**Work item:** The full set of records below is to be reproduced without a single alteration.

**Record excerpts:**
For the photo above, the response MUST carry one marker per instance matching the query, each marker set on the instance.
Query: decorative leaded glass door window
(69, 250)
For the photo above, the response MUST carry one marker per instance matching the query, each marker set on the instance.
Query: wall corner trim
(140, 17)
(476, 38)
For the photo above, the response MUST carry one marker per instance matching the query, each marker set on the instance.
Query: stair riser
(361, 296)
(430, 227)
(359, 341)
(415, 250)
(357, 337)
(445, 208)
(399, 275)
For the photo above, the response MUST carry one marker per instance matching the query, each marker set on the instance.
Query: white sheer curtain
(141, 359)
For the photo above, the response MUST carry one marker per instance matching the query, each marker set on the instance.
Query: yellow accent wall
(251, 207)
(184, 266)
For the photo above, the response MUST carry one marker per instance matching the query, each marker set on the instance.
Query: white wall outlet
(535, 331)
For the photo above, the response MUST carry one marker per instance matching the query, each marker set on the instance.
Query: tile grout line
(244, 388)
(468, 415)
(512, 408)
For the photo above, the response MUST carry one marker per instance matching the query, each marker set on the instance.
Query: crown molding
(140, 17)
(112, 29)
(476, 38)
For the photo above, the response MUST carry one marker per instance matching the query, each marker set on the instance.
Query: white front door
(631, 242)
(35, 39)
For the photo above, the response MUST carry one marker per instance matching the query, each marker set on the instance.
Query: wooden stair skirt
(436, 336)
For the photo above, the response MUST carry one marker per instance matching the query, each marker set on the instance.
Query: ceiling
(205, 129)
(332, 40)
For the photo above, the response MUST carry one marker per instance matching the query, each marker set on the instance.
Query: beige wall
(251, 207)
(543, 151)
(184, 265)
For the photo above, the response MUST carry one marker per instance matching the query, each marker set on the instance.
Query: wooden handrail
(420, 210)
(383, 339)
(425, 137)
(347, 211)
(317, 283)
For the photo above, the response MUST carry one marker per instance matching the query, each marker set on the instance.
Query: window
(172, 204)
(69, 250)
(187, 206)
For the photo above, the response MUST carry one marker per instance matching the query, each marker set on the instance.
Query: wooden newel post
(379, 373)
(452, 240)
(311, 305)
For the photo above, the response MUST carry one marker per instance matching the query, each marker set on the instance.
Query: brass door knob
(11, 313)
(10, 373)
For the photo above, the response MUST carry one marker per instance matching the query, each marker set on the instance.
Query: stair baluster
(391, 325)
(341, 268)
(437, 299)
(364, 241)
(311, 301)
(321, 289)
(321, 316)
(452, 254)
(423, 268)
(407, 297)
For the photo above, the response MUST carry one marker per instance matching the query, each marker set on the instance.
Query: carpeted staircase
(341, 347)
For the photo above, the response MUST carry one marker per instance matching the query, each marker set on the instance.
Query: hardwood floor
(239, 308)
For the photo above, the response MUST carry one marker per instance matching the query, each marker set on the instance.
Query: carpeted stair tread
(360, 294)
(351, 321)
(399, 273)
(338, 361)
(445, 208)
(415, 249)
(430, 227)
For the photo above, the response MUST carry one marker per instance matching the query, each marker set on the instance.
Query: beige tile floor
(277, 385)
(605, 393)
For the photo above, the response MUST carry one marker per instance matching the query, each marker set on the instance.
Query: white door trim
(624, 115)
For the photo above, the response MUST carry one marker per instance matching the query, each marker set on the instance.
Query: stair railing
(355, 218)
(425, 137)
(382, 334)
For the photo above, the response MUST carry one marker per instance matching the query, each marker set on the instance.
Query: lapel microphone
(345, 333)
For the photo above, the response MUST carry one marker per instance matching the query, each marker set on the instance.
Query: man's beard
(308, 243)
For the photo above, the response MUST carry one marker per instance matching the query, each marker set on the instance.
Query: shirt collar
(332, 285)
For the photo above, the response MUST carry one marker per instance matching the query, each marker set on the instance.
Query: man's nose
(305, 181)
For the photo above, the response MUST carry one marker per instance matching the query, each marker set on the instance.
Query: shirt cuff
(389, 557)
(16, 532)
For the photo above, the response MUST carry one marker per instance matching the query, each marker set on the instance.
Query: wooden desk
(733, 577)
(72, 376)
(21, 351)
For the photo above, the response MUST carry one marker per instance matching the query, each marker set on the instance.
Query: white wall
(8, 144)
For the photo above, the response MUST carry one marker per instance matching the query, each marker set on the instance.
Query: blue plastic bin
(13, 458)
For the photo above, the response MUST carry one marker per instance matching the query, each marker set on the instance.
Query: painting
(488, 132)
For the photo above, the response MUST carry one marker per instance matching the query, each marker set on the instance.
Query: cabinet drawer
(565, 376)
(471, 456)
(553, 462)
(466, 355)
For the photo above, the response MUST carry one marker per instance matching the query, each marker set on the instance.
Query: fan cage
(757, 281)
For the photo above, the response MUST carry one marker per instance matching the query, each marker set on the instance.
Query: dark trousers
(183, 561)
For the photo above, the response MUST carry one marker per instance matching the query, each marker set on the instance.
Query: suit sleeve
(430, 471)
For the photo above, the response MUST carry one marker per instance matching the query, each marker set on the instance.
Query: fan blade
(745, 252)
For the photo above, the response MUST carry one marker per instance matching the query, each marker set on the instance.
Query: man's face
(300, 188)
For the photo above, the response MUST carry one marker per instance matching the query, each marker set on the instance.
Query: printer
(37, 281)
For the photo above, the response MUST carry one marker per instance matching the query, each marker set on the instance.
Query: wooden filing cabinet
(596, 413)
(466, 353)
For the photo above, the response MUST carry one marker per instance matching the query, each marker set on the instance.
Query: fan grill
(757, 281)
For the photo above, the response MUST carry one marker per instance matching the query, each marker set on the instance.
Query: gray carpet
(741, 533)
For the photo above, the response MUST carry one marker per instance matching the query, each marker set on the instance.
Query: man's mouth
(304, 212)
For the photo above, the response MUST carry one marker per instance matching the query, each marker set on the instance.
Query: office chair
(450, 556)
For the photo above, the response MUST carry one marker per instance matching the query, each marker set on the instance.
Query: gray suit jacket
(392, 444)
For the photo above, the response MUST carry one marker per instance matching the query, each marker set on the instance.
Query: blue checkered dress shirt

**Answer box:**
For the photo above, the response MUST carry one marker per instance matching the query, each marker set on the instance.
Query: decorative leaded glass door window
(69, 250)
For the photo above, the response MUST carry one marker per instance matching the query, each marker set on the instance.
Query: wall corner trim
(140, 17)
(476, 38)
For the photo above, the response MUST carry one marker per instance matching the query, each marker set on the instance.
Query: stair riser
(361, 296)
(430, 227)
(359, 341)
(415, 250)
(357, 337)
(445, 208)
(399, 275)
For the photo above, the response MUST carry one marker per instance matching the query, each marker set on the instance.
Query: white sheer curtain
(141, 359)
For the photo above, the response MUST carry one marker per instance matching the query, each marker set on the instance.
Query: yellow accent wall
(251, 207)
(184, 266)
For the photo above, the response MUST carry one marker per instance matching the query, each marker set on the instance.
Query: white wall outlet
(535, 331)
For the photo above, the response MUST carry one marker per instance matching the query, each marker set on the instance.
Query: tile grout line
(244, 388)
(468, 415)
(512, 408)
For the photo above, the response MUST carry one marker per instance matching the query, each marker set on the instance.
Query: crown molding
(140, 17)
(112, 29)
(476, 38)
For the photo above, the response MUST carry one marker per instance matching the query, each marker set on the instance.
Query: white front door
(631, 242)
(35, 39)
For the photo above, the response MUST carry one marker per instance matching the query, each marker set on the instance.
Query: wooden stair skirt
(436, 336)
For the photo above, the response MUST carry one marker per instance matching the query, each marker set on the instance.
Query: ceiling
(205, 129)
(332, 40)
For the photo above, the response MUST carry one marker per instance matching the query, each marker set on the instance.
Query: beige wall
(251, 207)
(543, 151)
(184, 265)
For the photo above, the response MUST carry one marker per instance matching the query, each marker set on the instance.
Query: wooden handrail
(420, 210)
(383, 339)
(425, 137)
(347, 211)
(317, 283)
For the photo above, the response MUST carry one marker per instance matching the query, each marker set on the instance.
Query: window
(172, 204)
(69, 250)
(187, 206)
For the photo above, the response MUST carry one marker per instance matching the query, each marker set on the instance.
Query: wooden newel post
(379, 373)
(452, 240)
(311, 305)
For the photo above, the response MUST carry one marker per instance matching the query, each marker set on the instance.
Query: brass door knob
(11, 313)
(10, 373)
For the photo above, the response MUST carry one marker per instance matching the query, each marker set on the instance.
Query: stair baluster
(391, 325)
(341, 268)
(437, 299)
(364, 241)
(311, 301)
(321, 289)
(321, 316)
(452, 254)
(423, 268)
(407, 297)
For the photo above, the response MUST carry one marker per instance matching the query, each marker set on the instance.
Query: carpeted staircase
(341, 347)
For the photo above, the response MUST carry one marker per instance matching the query, each marker set on the instance.
Query: hardwood floor
(239, 308)
For the photo above, the response MUST carry one marker per instance matching the query, each marker set on the instance.
Query: carpeted stair tread
(360, 294)
(351, 321)
(399, 273)
(338, 361)
(445, 208)
(415, 249)
(430, 227)
For the photo above, the response MUST carry one marker per instance matching the query, each marker set on the instance.
Query: beige tile floor
(277, 385)
(605, 393)
For the photo above, the response MUST carry one marker per instance matching the query, each marker set on the instance.
Query: white door trim
(624, 115)
For the photo above, the response MUST carry one marker per instance matching the query, each marker set on the instance.
Query: stair railing
(355, 218)
(425, 137)
(382, 334)
For the photo above, the response MUST carry one marker per instance matching the query, each marker set on the instance.
Query: lapel microphone
(345, 333)
For the photo above, the response MUST carry one marker per instance matching the query, each marker set on the instance.
Query: man's beard
(308, 243)
For the photo above, the response MUST carry one marker per instance matching the query, each marker set on the instance.
Query: shirt collar
(332, 285)
For the photo above, the response MUST carry one marker per instance matching the query, each marker set on the instance.
Query: man's nose
(305, 181)
For the photo above, the response MUST carry one marker per instance matching the query, each marker set on the instance.
Query: shirt cuff
(389, 557)
(16, 532)
For the photo above, the response MUST carry one marker per instance matching the query, each marker set on the instance.
Query: wooden desk
(733, 577)
(72, 376)
(21, 351)
For the photo above, the response MUST carry one marker per instance matching the query, each marker set on the instance.
Query: white wall
(8, 144)
For the photo above, the response MUST carry one marker per instance matching the query, each marker set on the instance.
Query: blue plastic bin
(13, 458)
For the photo above, the response MUST carry one marker per instance matching the query, each marker set on the instance.
Query: painting
(488, 132)
For the photo above, the response MUST carry one marker per instance matching the query, each marker set on the instance.
Query: cabinet drawer
(565, 376)
(471, 456)
(553, 462)
(466, 355)
For the photo above, the response MUST carry one marker per instance matching the query, each marker set on the instance.
Query: fan cage
(757, 281)
For the photo above, the response MUST carry one marker per instance matching the query, each marker set on the instance.
Query: dark trousers
(183, 561)
For the photo above, the response MUST carry one marker per instance matching the query, each marker set on the instance.
Query: suit sleeve
(430, 471)
For the photo above, the response MUST carry one marker per instance matching the query, each marker set on the instance.
Query: fan blade
(745, 252)
For the photo above, the response MUST carry one marker per instance matching the query, each marker set on the instance.
Query: man's face
(300, 188)
For the photo above, the response MUST carry one marker per instance matching the query, each marker set on the instance.
Query: printer
(37, 281)
For the photo above, the response MUST carry one marker per instance matching the query, each marker set on the instance.
Query: wooden filing cabinet
(596, 413)
(466, 353)
For the photo above, the response MUST carry one marker per instance matching the query, each marker set on the instance.
Query: fan grill
(757, 281)
For the photo above, the response MUST carry one marker per instance matching the query, each marker set on the instance.
Query: gray carpet
(741, 533)
For the photo above, the response MUST carry one marker per instance matching the query, each marker set on the instance.
Query: man's mouth
(304, 212)
For the photo above, the response MUST carry one marker per instance matching the query, each marker set on the instance.
Query: office chair
(450, 556)
For the photo above, the response MUST carry one marker per instance matching the query, each marker set on the instance.
Query: gray suit jacket
(392, 444)
For the photo above, the response MUST carry one marker per instance matching the query, each marker set on the instance.
Query: blue checkered dress shirt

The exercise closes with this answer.